Listed records:
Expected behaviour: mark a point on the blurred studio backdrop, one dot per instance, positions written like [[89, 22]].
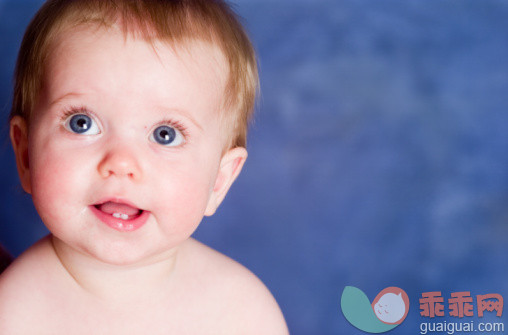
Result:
[[378, 156]]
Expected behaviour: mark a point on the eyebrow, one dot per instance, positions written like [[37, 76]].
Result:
[[183, 112], [65, 96]]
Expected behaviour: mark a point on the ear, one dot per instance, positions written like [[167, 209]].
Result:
[[230, 166], [19, 139]]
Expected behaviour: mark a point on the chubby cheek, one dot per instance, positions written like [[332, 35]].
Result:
[[56, 176], [181, 198]]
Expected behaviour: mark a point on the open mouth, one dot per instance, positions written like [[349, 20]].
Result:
[[119, 210], [120, 216]]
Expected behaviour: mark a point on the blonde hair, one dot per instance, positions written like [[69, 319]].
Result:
[[172, 21]]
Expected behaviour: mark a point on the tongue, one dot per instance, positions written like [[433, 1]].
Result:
[[113, 207]]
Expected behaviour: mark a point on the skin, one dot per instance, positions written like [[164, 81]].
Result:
[[155, 279]]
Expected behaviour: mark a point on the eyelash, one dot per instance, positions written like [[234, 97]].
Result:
[[76, 110], [168, 122], [175, 124]]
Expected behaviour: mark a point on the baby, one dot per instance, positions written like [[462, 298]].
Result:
[[128, 126]]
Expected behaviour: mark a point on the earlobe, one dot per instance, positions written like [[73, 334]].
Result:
[[230, 167], [19, 140]]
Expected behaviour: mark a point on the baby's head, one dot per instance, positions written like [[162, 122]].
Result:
[[129, 120], [176, 23]]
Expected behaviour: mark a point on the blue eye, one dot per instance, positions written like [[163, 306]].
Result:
[[167, 136], [81, 124]]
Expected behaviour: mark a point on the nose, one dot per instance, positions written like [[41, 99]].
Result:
[[120, 162]]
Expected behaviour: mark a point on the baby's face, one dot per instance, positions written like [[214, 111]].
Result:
[[125, 144]]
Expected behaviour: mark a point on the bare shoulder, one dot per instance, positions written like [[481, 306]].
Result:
[[245, 303], [21, 288]]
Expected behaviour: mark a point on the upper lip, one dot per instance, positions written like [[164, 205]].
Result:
[[118, 200]]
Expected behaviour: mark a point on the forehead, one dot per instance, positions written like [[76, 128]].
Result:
[[112, 63]]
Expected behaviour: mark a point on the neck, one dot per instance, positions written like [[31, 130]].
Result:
[[143, 281]]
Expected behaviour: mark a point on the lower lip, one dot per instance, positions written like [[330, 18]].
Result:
[[119, 224]]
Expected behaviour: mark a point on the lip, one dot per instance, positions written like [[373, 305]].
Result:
[[119, 224]]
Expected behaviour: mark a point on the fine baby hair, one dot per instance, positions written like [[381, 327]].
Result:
[[172, 21]]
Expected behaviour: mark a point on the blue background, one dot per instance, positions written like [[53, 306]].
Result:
[[378, 156]]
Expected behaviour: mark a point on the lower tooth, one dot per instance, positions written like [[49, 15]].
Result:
[[120, 216]]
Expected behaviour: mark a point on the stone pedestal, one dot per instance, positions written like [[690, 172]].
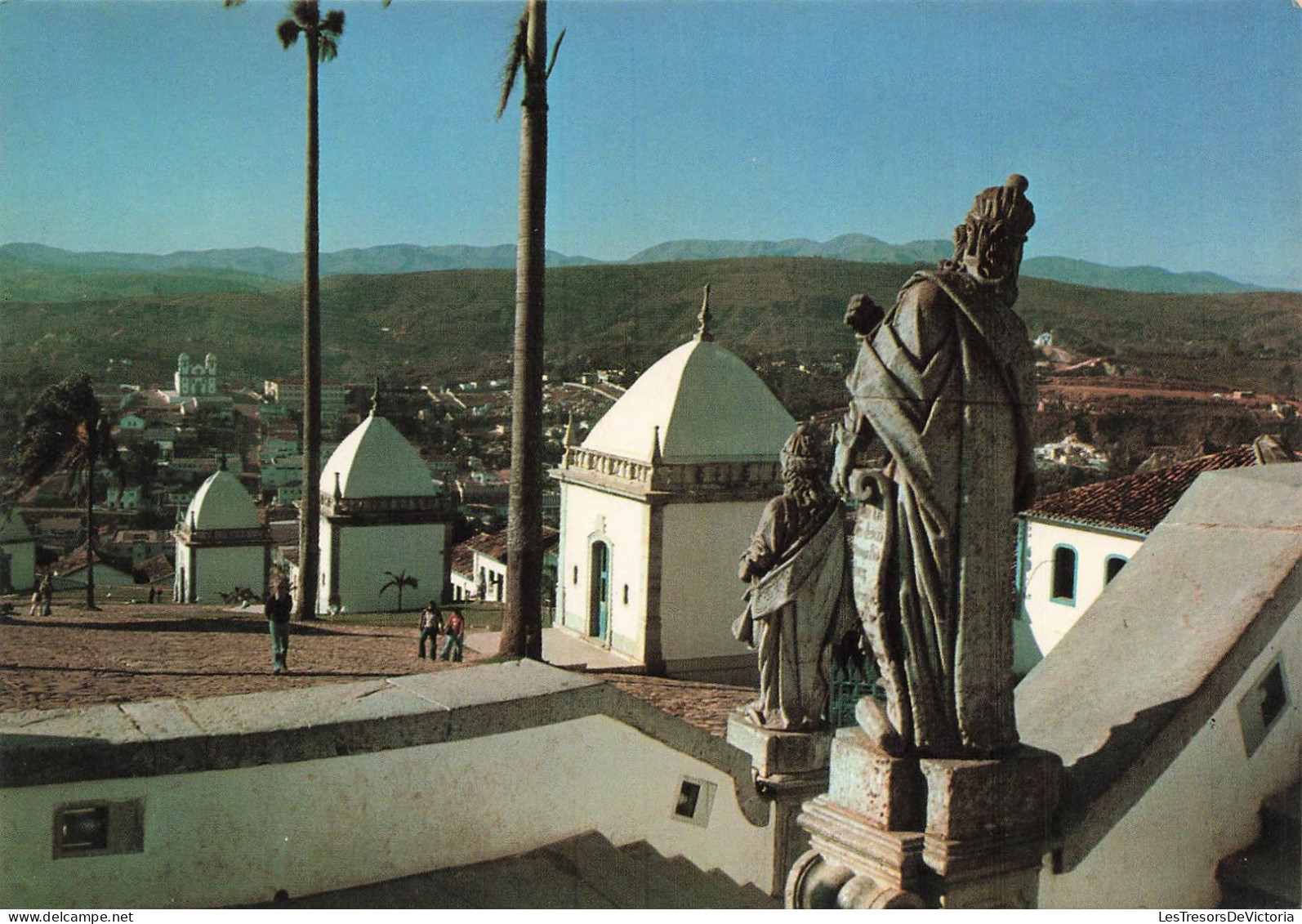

What is being asked:
Write out again, exactly, only the lines from the beginning of the material above to the line that holds "Expected behaviour: mark a point on the earlobe, one", both ends included, and no pictures.

Your solution:
Expected behaviour: mark a point on the blurred studio backdrop, one dot per instance, positions written like [[89, 22]].
Result:
[[378, 156]]
Expected behaviour: mark a point on the eyebrow, one dot per instance, positions written like [[37, 76]].
Result:
[[183, 112], [65, 96]]
Expected behaviour: mark a point on the ear, one dot per instance, positions written like [[167, 209]].
Result:
[[230, 166], [19, 139]]
Expected behaviour: mark a point on the chubby cheek, one dot per instance, positions written like [[332, 35]].
Result:
[[56, 176], [181, 198]]
Expected behaviour: mark a point on the open mouth, one dot per instance, positions written like [[349, 20]].
Result:
[[119, 210], [120, 216]]
Expected behaviour: mark a point on the blonde hair, one dot per instance, positions written like [[69, 319]].
Result:
[[172, 21]]
Expected behaviour: mark a point on the tongue, one dot per instance, positions written like [[433, 1]].
Result:
[[113, 207]]
Expected behaviour: mark a point on the skin, one dot per instance, positions written like [[164, 81]].
Result:
[[155, 279]]
Expected behaviour: mark a point on the eyelash, one dot per instance, positions written like [[234, 97]].
Result:
[[76, 110], [168, 122], [175, 124]]
Expected behaviour: mark a point on the baby, one dot per instance, positions written like [[462, 298]].
Result:
[[128, 126]]
Expected behaviour: mark a point on the earlobe, one dot per instance, positions written like [[73, 334]].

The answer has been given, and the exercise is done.